What is expected
From the first line to the last, print the data exactly.

Information supplied
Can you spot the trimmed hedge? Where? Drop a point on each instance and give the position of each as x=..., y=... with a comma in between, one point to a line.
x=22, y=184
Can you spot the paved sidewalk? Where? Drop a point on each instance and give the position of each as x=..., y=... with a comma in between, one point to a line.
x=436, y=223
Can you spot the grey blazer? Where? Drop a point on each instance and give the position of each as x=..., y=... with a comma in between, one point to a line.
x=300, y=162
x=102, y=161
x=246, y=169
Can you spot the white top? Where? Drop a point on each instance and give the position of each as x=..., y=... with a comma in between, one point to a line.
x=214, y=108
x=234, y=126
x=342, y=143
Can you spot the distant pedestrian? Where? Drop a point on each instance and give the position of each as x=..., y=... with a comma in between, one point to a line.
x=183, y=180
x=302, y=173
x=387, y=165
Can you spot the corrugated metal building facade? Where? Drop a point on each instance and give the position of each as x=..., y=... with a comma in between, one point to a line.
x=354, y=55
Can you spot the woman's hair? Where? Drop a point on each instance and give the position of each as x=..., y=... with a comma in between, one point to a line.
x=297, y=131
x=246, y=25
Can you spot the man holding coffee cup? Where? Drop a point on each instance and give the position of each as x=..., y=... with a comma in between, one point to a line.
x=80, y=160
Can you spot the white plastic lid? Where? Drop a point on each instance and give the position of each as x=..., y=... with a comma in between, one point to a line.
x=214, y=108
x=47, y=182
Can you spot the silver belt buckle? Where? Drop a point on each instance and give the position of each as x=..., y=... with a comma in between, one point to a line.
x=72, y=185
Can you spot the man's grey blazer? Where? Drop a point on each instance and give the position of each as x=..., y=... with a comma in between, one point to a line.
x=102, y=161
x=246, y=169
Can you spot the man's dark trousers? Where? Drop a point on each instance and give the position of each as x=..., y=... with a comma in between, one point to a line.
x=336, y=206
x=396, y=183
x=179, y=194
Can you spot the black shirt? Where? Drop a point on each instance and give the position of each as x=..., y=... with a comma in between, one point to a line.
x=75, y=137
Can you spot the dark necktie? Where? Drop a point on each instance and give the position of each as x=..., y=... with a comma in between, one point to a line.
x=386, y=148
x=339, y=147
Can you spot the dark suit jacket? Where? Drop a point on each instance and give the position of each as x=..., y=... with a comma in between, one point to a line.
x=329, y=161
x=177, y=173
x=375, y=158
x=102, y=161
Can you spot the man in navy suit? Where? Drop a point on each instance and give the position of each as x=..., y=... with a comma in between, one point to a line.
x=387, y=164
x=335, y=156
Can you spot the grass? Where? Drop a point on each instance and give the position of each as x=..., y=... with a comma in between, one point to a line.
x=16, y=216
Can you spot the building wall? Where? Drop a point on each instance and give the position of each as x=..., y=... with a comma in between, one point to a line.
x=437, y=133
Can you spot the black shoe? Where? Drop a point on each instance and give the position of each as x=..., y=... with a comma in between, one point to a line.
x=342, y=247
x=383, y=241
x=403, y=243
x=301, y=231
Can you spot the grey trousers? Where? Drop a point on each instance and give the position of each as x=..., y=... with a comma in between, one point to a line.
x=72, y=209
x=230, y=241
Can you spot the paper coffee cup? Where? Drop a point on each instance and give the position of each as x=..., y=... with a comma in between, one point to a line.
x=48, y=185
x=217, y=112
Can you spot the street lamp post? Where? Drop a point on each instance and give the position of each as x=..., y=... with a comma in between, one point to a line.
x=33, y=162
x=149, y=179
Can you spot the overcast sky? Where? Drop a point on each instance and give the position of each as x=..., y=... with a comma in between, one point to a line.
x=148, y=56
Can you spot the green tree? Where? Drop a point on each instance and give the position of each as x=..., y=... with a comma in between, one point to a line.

Answer box
Can you spot the trimmed hedge? Where? Drop a point on each instance and give the position of each as x=..., y=... with a comma in between, one point to a line.
x=22, y=184
Can you spot the paved sidewalk? Where? Drop a point on each instance and give the position of each as x=..., y=... with a comma in between, one point to a line.
x=436, y=223
Can you spot the grey blazer? Where? Drop a point on each instance and give the position of each as x=..., y=... with a comma in between, one point to a line.
x=300, y=162
x=102, y=161
x=246, y=169
Can you spot the white top? Where? Drop a point on each instance and give the position of each as x=..., y=... with a comma in between, one point to a line.
x=214, y=108
x=234, y=126
x=342, y=143
Can you spot the distant pedestrian? Where? Drop a point on each instance and give the position of each as x=..., y=... with a comma in between, one point to a line.
x=183, y=180
x=302, y=173
x=387, y=165
Can you spot the corrugated metal building facade? Where? Drop a point on each instance and give the position of each as x=..., y=... with a comma in between, one point to a line.
x=354, y=55
Can you spot the woman's hair? Where? Drop a point on each instance and give the position of each as x=..., y=... with a comma in between, one point to a line.
x=297, y=131
x=246, y=25
Can you spot the man holding coffee cup? Where? Drop a point on each instance and give the position of each as x=..., y=... with a comma in between, one point to a line.
x=80, y=160
Can you spot the white plastic lid? Where? Drop a point on each instance and give the position of each as x=..., y=... with a comma in between, one point to a line.
x=214, y=108
x=47, y=182
Can you spot the silver belt buckle? Where? Drop a point on each instance and give the position of each as x=..., y=... with a comma in between, one point to a line.
x=72, y=185
Can you spot the man's grey blazer? Where? Drop a point on each instance and give the position of each as x=..., y=... with a comma in between, one point to a line.
x=102, y=161
x=246, y=169
Can you spot the man's dark trousers? Where? Drop a point on each instance and give the position of each as x=..., y=... with a comma in between, one point to a line.
x=336, y=206
x=396, y=183
x=179, y=194
Can you spot the black shirt? Where? Drop a point on each instance and give the position of each as x=..., y=... with a comma in between, one point to a line.
x=75, y=137
Can you spot the dark necktie? Where? Drop a point on each instance and give the position of each as x=..., y=... with a comma in between, one point to a line.
x=386, y=148
x=339, y=147
Can you spot the dark suit jacket? Where? Drop a point on each instance and give the position of each as x=..., y=... with a comma in between, one point to a line.
x=329, y=161
x=177, y=173
x=375, y=158
x=102, y=161
Can you spot the man in navy suit? Where? Drop a point on each instance and give the position of each as x=..., y=... with a comma in between, one point to a line.
x=387, y=164
x=335, y=156
Can you spot the grass? Where? Drop a point on each instance and give the position of each as x=..., y=... with a comma in between, one point to a line.
x=16, y=216
Can you spot the building wall? Where? Drop a point on each instance and give the position of each as x=..., y=... with a comma in between, one point to a line.
x=437, y=133
Can you spot the black shoe? Where? Drop a point on each instance and give the position of each as x=..., y=... with a comma in between, one point to a line.
x=342, y=247
x=383, y=241
x=403, y=243
x=301, y=231
Can you spot the grey trousers? Where? Drop a point on each instance and give the position of each as x=..., y=... with a comma in between, one point to a line.
x=72, y=209
x=230, y=241
Can you spot the paper coffee cup? Where? Drop a point on each instance and give the position of each as x=..., y=... with a comma in between, one point to a line.
x=48, y=185
x=217, y=112
Can you spot the street lamp post? Where? Drop a point on each instance and give the position of each as x=..., y=... with a comma in between, one point to a line.
x=33, y=162
x=149, y=179
Can you spot the overcast sky? Where? Drop a point on each instance and give the position of each as x=..., y=... with a comma in between, one point to a line.
x=148, y=56
Can you spot the green tree? Where? Drop a point on each instance and give the position of each as x=..., y=... with a comma in between, one point to a line.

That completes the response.